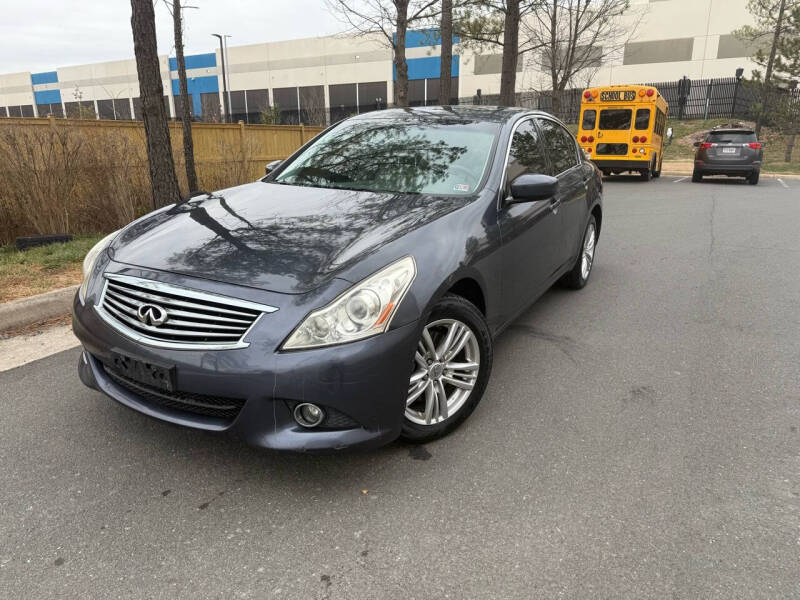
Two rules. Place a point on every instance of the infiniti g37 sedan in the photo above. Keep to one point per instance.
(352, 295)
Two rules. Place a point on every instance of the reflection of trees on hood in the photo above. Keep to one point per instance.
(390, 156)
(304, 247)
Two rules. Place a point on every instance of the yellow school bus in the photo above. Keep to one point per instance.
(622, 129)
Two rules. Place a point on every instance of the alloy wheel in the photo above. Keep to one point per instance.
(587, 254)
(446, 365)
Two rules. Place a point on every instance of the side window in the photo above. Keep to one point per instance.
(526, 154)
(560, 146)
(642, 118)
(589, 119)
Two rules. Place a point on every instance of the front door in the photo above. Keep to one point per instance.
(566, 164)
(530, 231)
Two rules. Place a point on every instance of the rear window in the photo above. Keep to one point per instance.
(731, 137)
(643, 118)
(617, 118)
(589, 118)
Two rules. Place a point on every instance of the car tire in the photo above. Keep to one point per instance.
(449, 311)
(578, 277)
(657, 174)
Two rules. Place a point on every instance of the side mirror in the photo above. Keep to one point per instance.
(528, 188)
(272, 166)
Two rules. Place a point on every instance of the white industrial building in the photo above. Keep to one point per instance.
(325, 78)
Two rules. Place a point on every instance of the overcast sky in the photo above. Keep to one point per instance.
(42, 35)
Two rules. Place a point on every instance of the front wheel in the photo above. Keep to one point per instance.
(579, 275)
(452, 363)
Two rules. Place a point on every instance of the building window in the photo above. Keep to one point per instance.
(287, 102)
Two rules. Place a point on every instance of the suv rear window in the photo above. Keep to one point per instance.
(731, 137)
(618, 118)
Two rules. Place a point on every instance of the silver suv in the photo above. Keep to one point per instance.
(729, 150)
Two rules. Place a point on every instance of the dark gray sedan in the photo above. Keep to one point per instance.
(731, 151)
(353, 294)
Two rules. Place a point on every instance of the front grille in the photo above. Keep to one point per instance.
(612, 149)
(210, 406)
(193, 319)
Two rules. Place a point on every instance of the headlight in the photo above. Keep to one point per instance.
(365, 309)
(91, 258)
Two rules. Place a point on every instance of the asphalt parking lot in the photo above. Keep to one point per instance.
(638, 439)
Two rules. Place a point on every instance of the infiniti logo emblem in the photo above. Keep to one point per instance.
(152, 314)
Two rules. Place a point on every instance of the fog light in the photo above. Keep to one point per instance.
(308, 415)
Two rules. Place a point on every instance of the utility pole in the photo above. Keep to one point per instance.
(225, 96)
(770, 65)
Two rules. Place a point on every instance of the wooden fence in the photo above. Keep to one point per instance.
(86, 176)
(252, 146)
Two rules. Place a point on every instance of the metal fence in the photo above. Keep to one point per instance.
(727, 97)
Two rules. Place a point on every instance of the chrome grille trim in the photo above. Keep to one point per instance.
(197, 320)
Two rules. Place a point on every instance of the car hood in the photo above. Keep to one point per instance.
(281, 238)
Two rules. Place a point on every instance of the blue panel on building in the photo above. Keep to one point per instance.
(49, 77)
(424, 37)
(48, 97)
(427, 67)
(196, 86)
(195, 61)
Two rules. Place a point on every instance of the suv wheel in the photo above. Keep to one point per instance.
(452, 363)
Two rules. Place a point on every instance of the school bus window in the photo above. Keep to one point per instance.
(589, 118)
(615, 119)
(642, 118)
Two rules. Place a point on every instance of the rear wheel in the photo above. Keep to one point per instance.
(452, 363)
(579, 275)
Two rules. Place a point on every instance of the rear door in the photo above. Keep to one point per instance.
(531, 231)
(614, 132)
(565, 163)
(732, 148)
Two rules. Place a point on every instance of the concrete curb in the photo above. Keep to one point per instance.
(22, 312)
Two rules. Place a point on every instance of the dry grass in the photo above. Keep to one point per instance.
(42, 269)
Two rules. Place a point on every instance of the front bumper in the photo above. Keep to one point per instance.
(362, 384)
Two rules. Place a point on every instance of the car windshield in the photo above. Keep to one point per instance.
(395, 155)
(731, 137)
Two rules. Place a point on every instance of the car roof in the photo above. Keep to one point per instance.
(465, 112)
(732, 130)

_____

■ **What is required**: Before you return the listing exactly, strip out its pictures.

■ **Result for this task**:
Two rules. Place a point on every instance of the infiniti g37 sedan in the photo above. Keep to one point per instance.
(352, 295)
Two rules. Place a point on every instance of the reflection of trees on hood in the photo above. Keep to one point per instance.
(390, 156)
(304, 247)
Two rules. Place a point on every instance of the yellow school bus in the photo above. Keep to one point per instance.
(622, 129)
Two rules. Place a point on every instance of the alloy wheel in the photo above. Keep to one point per instance.
(587, 254)
(446, 365)
Two rules. Place a point on every instance of the side window in the photo above. Keep to one point per instance.
(526, 154)
(560, 146)
(642, 118)
(589, 119)
Two rules. Place a point on every instance of the front door in the photo above. Keep to one point per instance.
(566, 164)
(530, 231)
Two rules. Place a point on every instance of the rear window in the photo above. Keep to one point per instance.
(731, 137)
(643, 118)
(617, 118)
(589, 118)
Two rules. Place a point on every instance of the car tire in the photo above. Keep to one point per instance.
(449, 311)
(578, 277)
(657, 174)
Two rules. Place a point on every instance of the side mirror in the photo above. Keep to one point per instance.
(528, 188)
(272, 166)
Two rules. Place a point on every instance of the white industrial building in the photo above. Keep to one point per instance.
(325, 78)
Two rules. Place a point on every instance of the overcast sky in the photo above. Keep to one point per instance.
(42, 35)
Two rules. Place a point on every instance of the front wheel in the photo above. Keep to one point per instance.
(579, 275)
(452, 363)
Two rules. Place a point on every instance of the building window in the photo above. Keep to one point per instance.
(287, 102)
Two rules. Place a point on every instance of the suv rear window in the photo above. Keep to one point per instance.
(731, 137)
(618, 118)
Two rules. Place a point on every instance of the silver suv in the photo above. Keep to one point per instance.
(729, 150)
Two rules. Place a point on every instance of the dark gray sedan in the photo above. Keep to one point per instance.
(731, 151)
(353, 294)
Two rules. Place a point on every instance of the front grille in the photo above. Keep to one point per instance.
(612, 149)
(210, 406)
(193, 319)
Two rules. Place a point on every instance of the headlight in the photo above. Keep to one point per instance.
(365, 309)
(91, 258)
Two rules. Place a point on every instance of the asphalt parking lot in the photo above. Keep to one point per instance.
(638, 439)
Two rules. Place a point on every instance of the infiniti logo emblem in the photo above. Keep to one point per instance.
(152, 314)
Two rules. Place a point on every instance of the fog light in the photo above. Keep to one point per instance.
(308, 415)
Two rules. Place a point on every instance of the utility pole in the photo above. Keep to one point per instance.
(225, 96)
(770, 65)
Two rules. Place a point on every instance of the wooden fence in the photo above. Keep to one point per instance.
(86, 176)
(252, 146)
Two rules. Place a point on every instance of the metal fence in the photo above. Keep to one point per instance.
(727, 97)
Two rules. Place a point on every instance of the chrome grille trim in the photo above. Keep to one point per instance.
(197, 320)
Two rules. Place a point on every instance of the car hood in the photo above. Keep to one point per instance.
(281, 238)
Two rules. Place a point on every instance of the blue panel on building in the photo above. Keep to one point per instance.
(49, 77)
(424, 37)
(48, 97)
(427, 67)
(196, 86)
(195, 61)
Two rules. Place a point on every instance of the suv wheel in the photo above. Keep to one point per instance.
(452, 363)
Two rules. Place a point on every instance of the school bus window in the photo above. Keep to one point per instance.
(589, 118)
(615, 119)
(642, 118)
Two rules. Place a point on every instance of the rear wheel in the photo above. Keep to one point per instance.
(452, 363)
(579, 275)
Two rules. Place a point on every instance of the rear door in the photo above. Keep to one point per instance.
(531, 231)
(614, 132)
(565, 163)
(732, 148)
Two rules. Place a point on every instance of the concrete curb in the photo above. Keep to one point per instance.
(22, 312)
Two rules. Place a point on every instance of the dry grass in the photo above. Keep to one point per instance.
(42, 269)
Two rules. Place a point on every instance of the front bumper in the photo above. Keep to one point per instance.
(362, 384)
Two rules. Place a point on every instance of the car windshield in the photo above. Keep to one point per instance.
(395, 155)
(731, 137)
Two rules. Place a point on every instance of the car roof in the photo above. Keep to one point per instance.
(465, 112)
(732, 130)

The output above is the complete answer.